══ Texto fornecido ══
Cumpre apreciar e decidir, tendo em conta que é pelas conclusões do recurso que se afere o respetivo âmbito - sem prejuízo das questões de conhecimento oficioso -, e que analisando a síntese conclusiva temos como questões a apreciar:
- alteração da factualidade provada (facto 5) e não provada (factos g) e h)) com a consequente condenação do arguido pela prática do crime de resistência e coação sobre funcionário.
- subsidiariamente, convolação do referido crime para dois crimes de ofensa à integridade física qualificados p.p. artigo 131º nº 2 l), 143º e 145º, nº 1, a) e 2 do Código Penal.
*
É a seguinte a matéria de facto fixada em 1ª instância e respetiva fundamentação (transcrição):
1. No dia 29-10-2022, cerca das 23H00, quando se encontrava no interior do ... Bar, sito na Avenida ..., nesta cidade, e após ter ingerido bebidas alcoólicas, o arguido foi alertado por GG que amigos seus se encontravam a ser fiscalizados pela Guarda Nacional Republicana.
2. Acto contínuo, o arguido saiu daquele estabelecimento e aproximou-se da patrulha da Guarda Nacional Republicana composta pelas militares BB e CC, que se encontravam devidamente uniformizadas no exercício das suas funções.
3. Nesse momento, o arguido interveio dizendo àquelas militares: «revistem-me a mim que eu também tenho estupefacientes; e vocês não lhe podem revistar a mala sem um mandado; vocês não valem nada, suas putas, sois o sexo fraco».
4. Enquanto proferia estas expressões, o arguido tentava impedir fisicamente as militares de procederem à revista colocando-se na frente das mesmas, apesar de lhe ter sido pedido para se afastar, o que o arguido não fez.
5. Após, o arguido aproximou-se quer da Guarda BB, quer da Guarda CC e, com as mãos abertas, empurrou cada uma delas uma vez na zona da clavícula.
6. Em face da conduta do arguido, as militares solicitaram a presença de reforços no local, mantendo o arguido a conduta referida no facto 4.
7. Já na presença do Cabo HH, do Guarda II e do Guarda JJ, que se encontravam devidamente uniformizados, o arguido disse: «vocês não sabem quem eu sou; vocês vão ficar a conhecer o meu pai; vocês não sabem quem é o meu pai».
8. Nesse momento e após a chegada de mais uma patrulha da Guarda Nacional Republicana foi dada voz de detenção ao arguido e o mesmo foi algemado.
═══
══ Informação apresentada ══
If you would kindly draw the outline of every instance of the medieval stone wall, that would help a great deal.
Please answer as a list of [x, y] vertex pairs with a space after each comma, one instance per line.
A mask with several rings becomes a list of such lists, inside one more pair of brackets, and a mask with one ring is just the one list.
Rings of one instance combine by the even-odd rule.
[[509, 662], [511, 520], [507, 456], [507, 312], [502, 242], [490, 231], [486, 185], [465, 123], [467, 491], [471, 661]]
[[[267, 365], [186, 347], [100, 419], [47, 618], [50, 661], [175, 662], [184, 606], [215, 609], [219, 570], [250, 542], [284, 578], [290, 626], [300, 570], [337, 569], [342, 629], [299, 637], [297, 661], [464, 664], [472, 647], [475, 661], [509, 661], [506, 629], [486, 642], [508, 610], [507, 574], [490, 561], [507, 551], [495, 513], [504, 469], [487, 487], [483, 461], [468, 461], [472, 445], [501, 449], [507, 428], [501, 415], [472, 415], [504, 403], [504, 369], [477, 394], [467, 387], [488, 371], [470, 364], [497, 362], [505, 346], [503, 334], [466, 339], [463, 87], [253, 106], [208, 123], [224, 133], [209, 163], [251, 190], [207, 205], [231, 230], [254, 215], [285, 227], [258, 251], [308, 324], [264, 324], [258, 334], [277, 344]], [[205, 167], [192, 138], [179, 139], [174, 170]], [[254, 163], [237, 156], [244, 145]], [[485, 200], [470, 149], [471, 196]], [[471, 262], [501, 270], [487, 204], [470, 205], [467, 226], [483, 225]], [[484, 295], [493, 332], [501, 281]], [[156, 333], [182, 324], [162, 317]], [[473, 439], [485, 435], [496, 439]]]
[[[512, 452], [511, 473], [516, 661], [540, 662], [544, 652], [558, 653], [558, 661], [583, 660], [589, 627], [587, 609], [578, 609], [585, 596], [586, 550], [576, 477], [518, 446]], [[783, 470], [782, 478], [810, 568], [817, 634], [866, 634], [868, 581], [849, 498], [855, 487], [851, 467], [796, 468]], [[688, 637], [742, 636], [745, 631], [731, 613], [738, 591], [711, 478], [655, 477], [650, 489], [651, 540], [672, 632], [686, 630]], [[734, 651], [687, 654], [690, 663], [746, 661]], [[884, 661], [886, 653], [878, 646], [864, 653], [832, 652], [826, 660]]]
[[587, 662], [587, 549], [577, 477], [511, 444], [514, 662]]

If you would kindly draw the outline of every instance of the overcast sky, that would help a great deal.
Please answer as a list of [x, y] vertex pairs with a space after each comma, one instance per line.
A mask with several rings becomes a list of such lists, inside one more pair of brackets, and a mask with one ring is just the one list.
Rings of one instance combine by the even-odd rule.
═══
• **Resolva o seguinte**
1) Segundo o texto fornecido, por que motivo as militares solicitaram a presença de reforços no local?
2) Reproduza fielmente o trecho do texto fornecido que começa nas palavras "4. Enquanto proferia" e termina em "mesmo foi algemado.".
Baseie-se exclusivamente no texto fornecido, sem recorrer às entradas.

• **Respostas**
1) As militares solicitaram reforços em face da conduta do arguido. Este tentava impedir fisicamente a revista colocando-se à frente delas, sem se afastar apesar de tal lhe ter sido pedido, e empurrou cada uma delas uma vez na zona da clavícula.

2)
4. Enquanto proferia estas expressões, o arguido tentava impedir fisicamente as militares de procederem à revista colocando-se na frente das mesmas, apesar de lhe ter sido pedido para se afastar, o que o arguido não fez.
5. Após, o arguido aproximou-se quer da Guarda BB, quer da Guarda CC e, com as mãos abertas, empurrou cada uma delas uma vez na zona da clavícula.
6. Em face da conduta do arguido, as militares solicitaram a presença de reforços no local, mantendo o arguido a conduta referida no facto 4.
7. Já na presença do Cabo HH, do Guarda II e do Guarda JJ, que se encontravam devidamente uniformizados, o arguido disse: «vocês não sabem quem eu sou; vocês vão ficar a conhecer o meu pai; vocês não sabem quem é o meu pai».
8. Nesse momento e após a chegada de mais uma patrulha da Guarda Nacional Republicana foi dada voz de detenção ao arguido e o mesmo foi algemado.